Among the entries below, which lines run from the line with "the bus tire" through the line with "the bus grille"? Retype those, both ends included, exactly and without pictures.
[SOURCE MATERIAL — start]
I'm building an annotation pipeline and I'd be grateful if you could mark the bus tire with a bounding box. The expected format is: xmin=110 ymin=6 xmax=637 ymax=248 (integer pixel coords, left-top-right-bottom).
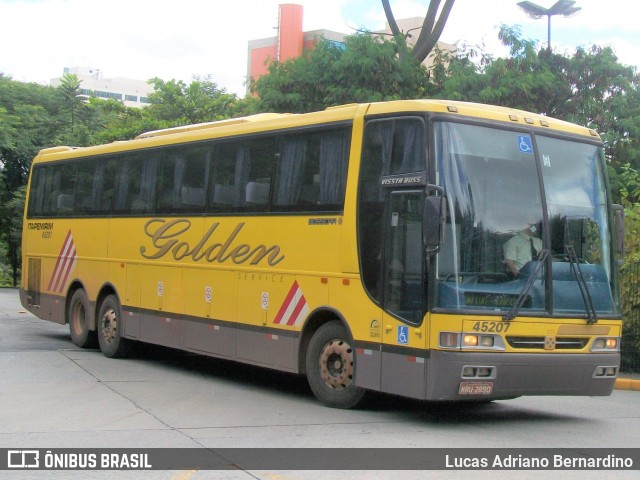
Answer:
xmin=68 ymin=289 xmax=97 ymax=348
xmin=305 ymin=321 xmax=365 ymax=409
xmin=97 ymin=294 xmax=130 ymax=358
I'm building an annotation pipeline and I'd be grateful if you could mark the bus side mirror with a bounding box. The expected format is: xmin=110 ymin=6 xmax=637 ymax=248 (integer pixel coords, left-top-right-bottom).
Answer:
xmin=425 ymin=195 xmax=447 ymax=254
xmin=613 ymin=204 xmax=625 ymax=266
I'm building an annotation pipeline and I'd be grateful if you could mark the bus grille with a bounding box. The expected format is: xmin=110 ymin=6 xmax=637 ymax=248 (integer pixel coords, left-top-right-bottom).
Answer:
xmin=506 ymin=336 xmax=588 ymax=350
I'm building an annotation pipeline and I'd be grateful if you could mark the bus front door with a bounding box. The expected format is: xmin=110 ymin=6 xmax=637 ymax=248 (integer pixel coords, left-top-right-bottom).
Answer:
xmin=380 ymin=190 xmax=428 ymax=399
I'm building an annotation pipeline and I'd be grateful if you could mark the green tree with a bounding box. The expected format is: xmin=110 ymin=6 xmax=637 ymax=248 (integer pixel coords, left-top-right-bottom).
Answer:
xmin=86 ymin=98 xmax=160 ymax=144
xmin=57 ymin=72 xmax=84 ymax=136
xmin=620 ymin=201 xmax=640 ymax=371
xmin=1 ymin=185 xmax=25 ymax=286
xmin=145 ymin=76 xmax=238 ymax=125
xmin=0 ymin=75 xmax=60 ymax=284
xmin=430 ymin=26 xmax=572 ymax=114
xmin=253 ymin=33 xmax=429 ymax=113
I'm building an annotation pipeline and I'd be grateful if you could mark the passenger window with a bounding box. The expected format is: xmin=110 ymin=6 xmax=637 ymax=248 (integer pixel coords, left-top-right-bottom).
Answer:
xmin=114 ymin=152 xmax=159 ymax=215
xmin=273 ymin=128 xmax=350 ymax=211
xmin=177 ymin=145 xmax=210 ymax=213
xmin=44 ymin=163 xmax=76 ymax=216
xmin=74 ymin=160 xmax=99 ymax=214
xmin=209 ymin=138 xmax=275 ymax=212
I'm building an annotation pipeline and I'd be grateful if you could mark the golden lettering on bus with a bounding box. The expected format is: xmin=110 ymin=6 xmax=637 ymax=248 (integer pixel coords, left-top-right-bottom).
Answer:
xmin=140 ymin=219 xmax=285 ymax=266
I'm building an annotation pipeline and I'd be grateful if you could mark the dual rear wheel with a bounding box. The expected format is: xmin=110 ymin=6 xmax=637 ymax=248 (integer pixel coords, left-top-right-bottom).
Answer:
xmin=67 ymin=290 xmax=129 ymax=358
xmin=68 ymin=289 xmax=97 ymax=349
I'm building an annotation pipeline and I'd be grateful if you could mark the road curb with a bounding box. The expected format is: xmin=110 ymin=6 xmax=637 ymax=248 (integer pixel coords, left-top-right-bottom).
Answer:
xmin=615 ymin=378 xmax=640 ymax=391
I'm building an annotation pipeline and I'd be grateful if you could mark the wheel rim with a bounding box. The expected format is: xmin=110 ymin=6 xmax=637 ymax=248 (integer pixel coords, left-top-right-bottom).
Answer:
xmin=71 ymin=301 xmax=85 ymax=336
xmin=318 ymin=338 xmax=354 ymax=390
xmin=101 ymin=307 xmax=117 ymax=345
[SOURCE MATERIAL — finish]
[SOURCE MATERIAL — start]
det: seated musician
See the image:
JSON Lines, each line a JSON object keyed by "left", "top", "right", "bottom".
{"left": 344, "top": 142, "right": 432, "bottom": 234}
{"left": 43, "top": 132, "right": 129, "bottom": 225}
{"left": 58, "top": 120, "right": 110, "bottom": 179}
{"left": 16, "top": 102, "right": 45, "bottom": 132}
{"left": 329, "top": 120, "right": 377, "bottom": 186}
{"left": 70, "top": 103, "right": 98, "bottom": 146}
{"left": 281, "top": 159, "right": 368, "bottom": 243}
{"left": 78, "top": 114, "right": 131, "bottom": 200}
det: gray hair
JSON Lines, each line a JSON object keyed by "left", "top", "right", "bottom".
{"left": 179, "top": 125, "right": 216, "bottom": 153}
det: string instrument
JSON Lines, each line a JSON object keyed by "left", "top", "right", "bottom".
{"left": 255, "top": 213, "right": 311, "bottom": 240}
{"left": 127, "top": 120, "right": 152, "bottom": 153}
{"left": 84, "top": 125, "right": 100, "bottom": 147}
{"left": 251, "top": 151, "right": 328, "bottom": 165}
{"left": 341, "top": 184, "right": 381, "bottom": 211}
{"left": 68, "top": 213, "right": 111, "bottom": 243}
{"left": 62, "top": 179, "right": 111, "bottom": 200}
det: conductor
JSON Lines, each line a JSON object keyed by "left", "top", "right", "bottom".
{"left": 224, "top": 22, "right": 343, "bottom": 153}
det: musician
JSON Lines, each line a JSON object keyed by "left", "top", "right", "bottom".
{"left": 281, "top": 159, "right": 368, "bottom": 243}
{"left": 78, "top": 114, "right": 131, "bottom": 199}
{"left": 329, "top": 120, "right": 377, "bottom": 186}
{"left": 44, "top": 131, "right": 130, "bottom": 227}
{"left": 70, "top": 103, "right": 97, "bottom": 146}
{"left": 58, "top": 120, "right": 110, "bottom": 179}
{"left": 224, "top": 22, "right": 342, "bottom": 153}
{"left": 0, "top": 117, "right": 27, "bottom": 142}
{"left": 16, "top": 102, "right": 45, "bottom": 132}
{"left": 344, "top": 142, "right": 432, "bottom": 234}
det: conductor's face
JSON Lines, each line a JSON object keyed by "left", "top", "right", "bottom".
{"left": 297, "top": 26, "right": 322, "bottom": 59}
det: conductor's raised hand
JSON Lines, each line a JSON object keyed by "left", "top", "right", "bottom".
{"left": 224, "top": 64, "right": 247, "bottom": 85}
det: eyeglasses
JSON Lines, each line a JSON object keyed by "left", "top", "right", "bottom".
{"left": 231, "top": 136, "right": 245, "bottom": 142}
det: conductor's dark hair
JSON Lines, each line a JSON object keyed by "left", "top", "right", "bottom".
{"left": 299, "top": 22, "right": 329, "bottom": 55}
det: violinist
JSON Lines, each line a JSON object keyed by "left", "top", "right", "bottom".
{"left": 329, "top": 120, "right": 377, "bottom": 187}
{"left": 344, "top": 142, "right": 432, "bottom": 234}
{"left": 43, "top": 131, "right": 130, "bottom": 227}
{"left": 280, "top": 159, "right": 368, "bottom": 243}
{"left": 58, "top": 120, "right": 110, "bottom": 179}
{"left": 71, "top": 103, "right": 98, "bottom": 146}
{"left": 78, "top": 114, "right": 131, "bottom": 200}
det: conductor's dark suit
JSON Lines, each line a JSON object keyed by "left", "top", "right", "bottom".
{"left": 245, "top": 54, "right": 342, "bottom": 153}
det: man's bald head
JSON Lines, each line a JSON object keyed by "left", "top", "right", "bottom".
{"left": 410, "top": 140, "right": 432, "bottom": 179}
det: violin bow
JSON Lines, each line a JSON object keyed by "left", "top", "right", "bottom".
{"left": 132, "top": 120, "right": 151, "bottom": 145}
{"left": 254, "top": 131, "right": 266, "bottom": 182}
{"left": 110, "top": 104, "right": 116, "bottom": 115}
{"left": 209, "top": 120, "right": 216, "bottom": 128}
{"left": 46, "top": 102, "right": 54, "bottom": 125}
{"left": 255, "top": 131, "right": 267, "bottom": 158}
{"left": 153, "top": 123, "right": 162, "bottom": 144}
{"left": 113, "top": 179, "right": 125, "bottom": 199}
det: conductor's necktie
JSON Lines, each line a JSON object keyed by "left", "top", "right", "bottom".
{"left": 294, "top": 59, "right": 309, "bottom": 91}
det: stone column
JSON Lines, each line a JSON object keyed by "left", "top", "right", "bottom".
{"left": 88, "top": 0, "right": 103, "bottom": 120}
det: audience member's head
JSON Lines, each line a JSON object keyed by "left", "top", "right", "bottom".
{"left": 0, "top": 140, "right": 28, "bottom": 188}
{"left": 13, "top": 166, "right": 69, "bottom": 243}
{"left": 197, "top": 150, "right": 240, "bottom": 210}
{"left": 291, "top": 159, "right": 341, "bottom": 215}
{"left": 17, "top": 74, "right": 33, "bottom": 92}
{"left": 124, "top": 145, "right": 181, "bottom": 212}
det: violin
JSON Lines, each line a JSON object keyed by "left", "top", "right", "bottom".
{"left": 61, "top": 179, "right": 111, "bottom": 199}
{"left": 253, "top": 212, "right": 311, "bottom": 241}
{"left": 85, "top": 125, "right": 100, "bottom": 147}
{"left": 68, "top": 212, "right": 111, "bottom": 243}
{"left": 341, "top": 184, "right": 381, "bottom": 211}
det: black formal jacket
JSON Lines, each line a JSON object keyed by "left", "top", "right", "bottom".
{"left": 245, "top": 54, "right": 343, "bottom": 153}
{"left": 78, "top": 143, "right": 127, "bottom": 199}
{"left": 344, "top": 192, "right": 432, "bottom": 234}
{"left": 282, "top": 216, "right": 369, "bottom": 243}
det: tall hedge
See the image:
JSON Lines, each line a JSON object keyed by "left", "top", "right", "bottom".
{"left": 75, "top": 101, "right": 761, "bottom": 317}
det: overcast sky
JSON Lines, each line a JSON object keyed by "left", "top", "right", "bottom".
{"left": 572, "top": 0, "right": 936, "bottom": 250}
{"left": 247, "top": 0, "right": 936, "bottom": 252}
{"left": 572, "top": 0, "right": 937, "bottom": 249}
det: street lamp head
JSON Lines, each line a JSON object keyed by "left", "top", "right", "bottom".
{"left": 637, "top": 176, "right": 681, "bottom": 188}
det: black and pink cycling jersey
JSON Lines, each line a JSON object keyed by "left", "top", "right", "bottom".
[SOURCE MATERIAL — finish]
(REPLY TO THE TASK):
I'm building an annotation pipeline and I'd be grateful if you could mark the bus tire with a bounding box. The expected format is: xmin=110 ymin=6 xmax=637 ymax=248 (integer pixel coords, left-top-right-bottom).
Answer:
xmin=68 ymin=289 xmax=97 ymax=348
xmin=305 ymin=321 xmax=365 ymax=409
xmin=97 ymin=294 xmax=130 ymax=358
I'm building an annotation pipeline and I'd be grateful if you could mark the bus side mirror with a bounding box. The expected format is: xmin=110 ymin=6 xmax=637 ymax=248 (integer pixel coords, left-top-right-bottom).
Answer:
xmin=425 ymin=195 xmax=447 ymax=254
xmin=613 ymin=204 xmax=625 ymax=266
I'm building an annotation pipeline and I'd be grateful if you could mark the bus grille with a bounding box. The expected format is: xmin=110 ymin=6 xmax=637 ymax=248 (integer pixel coords, left-top-right-bottom).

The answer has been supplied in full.